* **提示本文**:

2012年03月19日

比較と幸福感


書生シマコです。


確定申告が 終わると ほっとしますねー

毎年 この時期に感じる解放感。

その夜に飲む ビールのおいしいことと言ったら…

普通のビールが、プレミアム。


苦は楽の為のスパイス…、って誰が言ったんでしょう(激しく同意)。


さて、次回の古今思想講座のテーマは 『 幸 福 』 です。


友人との ある日の会話。

友人の言葉が 心に引っ掛かり

その言葉が取り巻くものを考えてみました。

会話の内容は、友人が

重度の身体的な障害をもつお子さんの両親に接したときに、

自身の手中にある幸せに気づかされた…ということを語ってくれました。

この両親に比べれば、自分の悩みなんて ちっぽけなもの、

夫も子供も健康なのに、私は些細なことを憂いでばかり…、と。


後日、その友人に会ったとき、再度 同じような内容の話をしていました。

今回は別の『大変そうな人』と 自身を比べて。


友人の、自らの幸福を 他者との 『比較』で 感じることに

すこし違和感を感じたのです。

友人が幸せを感じる為には、毎回、困難を抱えた他者が

必要なのでは?

困ってる人=幸福ではない?


私の職場には 曽野綾子さんの『日めくりカレンダー』が壁にかかっており

このような頁があります。


比較と幸福感

生きる人の姿勢には

大きく分けて二つの生き方がある。

得られなかったものを

数えて落ち込んでいる人と、

幸いにも もらったものを

大切に数え上げている人と、である。



手にしているものを 数えて 感謝するのか、

持っていないものを数えて、憂うのか。



比較して、自らの幸せに気がつくことは、

大切なことだと思います。



夫の知人の話です。

その方のお子さんが小学生の頃から 東南アジアへ家族旅行で

頻繁に訪れたそうです。

観光地ではなく、地元の人の生活がみえる場所に。


その目的は、日本で生まれたという恵まれた境遇を

子どもに肌で感じてもらうため、だそう。

百聞は一見にしかず。


私は仕事でインドネシアのジャカルタに行ったとき、

信号待ちの度に、子どもたちが車に物乞いに来るのに接して

何度も胸がつまりました。

中には 赤ちゃんを おぶっている子もいました。


地元の富裕層や旅行客しか入れないショッピングセンターに

行ったときのこと。

買い物をしている家族(多くは華僑)に、つかずはなれずの距離で

小学生くらいの女の子が後ろを付いていたのです。

あどけない顔、子どもらしさを抑えた佇まい、質素な服装の女の子。


ガイドの方に聞くと、メイドなのだそうです。

地元のインドネシア人の女の子。

* **作業内容**:
#1 本文のうち「地元の富裕層や旅行客しか入れないショッピングセンターに」から「地元のインドネシア人の女の子。」までの部分を、そのまま書き写して返してください。
#2 本文に基づき、次の問いに答えてください。
(a) 次回の古今思想講座のテーマは何ですか。
(b) 夫の知人が家族旅行で頻繁に訪れたのはどの地域ですか。
(c) 筆者が仕事で訪れたのはどの国のどの都市ですか。
#3 本文の内容を3文で要約してください。
記録を参照する必要はありません。

* **抜粋データ**:
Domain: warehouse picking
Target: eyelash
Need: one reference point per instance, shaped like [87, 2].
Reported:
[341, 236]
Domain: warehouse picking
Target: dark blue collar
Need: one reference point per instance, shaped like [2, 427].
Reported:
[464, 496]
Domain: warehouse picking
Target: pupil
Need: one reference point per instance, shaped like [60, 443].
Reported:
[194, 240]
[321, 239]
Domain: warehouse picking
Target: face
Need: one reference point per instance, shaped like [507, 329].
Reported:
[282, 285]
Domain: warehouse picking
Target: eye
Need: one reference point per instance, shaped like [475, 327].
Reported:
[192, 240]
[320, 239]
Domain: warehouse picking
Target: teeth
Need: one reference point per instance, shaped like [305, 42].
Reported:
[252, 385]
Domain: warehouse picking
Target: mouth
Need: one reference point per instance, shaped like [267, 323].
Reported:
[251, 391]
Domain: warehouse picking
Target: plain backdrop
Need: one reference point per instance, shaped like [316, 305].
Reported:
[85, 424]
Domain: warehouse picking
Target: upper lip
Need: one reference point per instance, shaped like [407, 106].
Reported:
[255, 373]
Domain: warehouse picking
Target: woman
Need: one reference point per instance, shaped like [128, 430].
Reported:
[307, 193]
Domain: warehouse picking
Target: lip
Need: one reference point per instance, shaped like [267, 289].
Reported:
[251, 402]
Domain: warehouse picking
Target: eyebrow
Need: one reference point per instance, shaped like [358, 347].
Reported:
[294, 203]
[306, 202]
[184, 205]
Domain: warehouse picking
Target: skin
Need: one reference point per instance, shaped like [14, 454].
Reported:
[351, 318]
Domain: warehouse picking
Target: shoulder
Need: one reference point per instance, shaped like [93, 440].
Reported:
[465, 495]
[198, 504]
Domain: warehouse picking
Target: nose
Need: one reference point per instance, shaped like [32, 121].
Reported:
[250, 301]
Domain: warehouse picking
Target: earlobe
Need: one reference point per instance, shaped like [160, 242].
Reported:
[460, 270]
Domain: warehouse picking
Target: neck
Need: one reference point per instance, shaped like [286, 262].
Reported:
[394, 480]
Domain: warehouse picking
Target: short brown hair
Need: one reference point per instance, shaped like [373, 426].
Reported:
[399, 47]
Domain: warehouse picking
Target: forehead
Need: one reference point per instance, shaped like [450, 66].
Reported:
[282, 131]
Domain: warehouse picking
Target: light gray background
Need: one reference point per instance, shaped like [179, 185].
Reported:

* **解答内容**:
#1
地元の富裕層や旅行客しか入れないショッピングセンターに

行ったときのこと。

買い物をしている家族(多くは華僑)に、つかずはなれずの距離で

小学生くらいの女の子が後ろを付いていたのです。

あどけない顔、子どもらしさを抑えた佇まい、質素な服装の女の子。


ガイドの方に聞くと、メイドなのだそうです。

地元のインドネシア人の女の子。

#2
(a) 幸福
(b) 東南アジア(観光地ではなく、地元の人の生活がみえる場所)
(c) インドネシアのジャカルタ

#3 筆者は、重度の身体的な障害をもつ子の両親に接して自分の幸せに気づかされたと語る友人に対し、自らの幸福を他者との比較で感じることに少し違和感を覚えた。一方で、職場にかかる曽野綾子さんの日めくりカレンダーから、得られなかったものを数えて落ち込む人と、もらったものを大切に数え上げる人という二つの生き方を示す言葉を紹介し、比較して自らの幸せに気がつくことは大切だと述べている。さらに、日本で生まれた恵まれた境遇を子どもに肌で感じてもらうため東南アジアへ家族旅行を重ねた夫の知人の話と、ジャカルタで物乞いに来る子どもたちやメイドの女の子に接した筆者自身の体験を記している。